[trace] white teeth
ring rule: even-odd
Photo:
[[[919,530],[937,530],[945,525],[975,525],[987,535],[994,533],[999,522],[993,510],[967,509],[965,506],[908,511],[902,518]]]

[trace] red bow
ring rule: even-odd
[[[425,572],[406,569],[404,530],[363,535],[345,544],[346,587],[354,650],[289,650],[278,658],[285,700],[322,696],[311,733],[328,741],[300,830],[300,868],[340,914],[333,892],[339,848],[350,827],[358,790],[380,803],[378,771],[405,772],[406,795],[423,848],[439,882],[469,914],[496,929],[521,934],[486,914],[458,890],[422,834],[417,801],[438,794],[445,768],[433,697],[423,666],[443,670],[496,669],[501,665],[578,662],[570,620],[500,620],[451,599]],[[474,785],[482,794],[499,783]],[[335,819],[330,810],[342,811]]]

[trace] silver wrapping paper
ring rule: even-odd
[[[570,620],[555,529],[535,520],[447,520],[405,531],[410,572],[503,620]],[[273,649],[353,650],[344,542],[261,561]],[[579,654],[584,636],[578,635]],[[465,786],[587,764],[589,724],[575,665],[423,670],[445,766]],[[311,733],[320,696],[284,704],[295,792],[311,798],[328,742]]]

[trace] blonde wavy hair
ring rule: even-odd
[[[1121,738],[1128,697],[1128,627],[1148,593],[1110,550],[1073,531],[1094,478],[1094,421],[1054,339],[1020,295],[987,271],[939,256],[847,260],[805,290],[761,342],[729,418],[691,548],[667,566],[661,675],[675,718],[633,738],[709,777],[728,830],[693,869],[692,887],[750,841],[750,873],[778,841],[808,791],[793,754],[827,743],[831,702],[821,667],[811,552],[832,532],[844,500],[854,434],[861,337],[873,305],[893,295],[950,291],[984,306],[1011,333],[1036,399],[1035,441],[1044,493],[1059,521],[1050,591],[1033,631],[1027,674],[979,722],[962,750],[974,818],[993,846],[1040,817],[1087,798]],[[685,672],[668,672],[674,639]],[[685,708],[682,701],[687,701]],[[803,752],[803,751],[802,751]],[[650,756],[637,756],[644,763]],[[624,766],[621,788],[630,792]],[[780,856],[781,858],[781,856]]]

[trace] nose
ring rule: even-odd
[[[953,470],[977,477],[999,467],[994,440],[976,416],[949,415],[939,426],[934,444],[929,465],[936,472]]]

══════════════════════════════

WORK TO BE COMPLETED
The lines from the top of the data above down to the line containing "[trace] red bow" are to be copied exactly; no other line should appear.

EXERCISE ANSWER
[trace] white teeth
ring rule: even-odd
Photo:
[[[919,530],[937,530],[945,525],[975,525],[987,535],[994,533],[999,522],[993,510],[967,509],[965,506],[908,511],[902,518]]]

[trace] red bow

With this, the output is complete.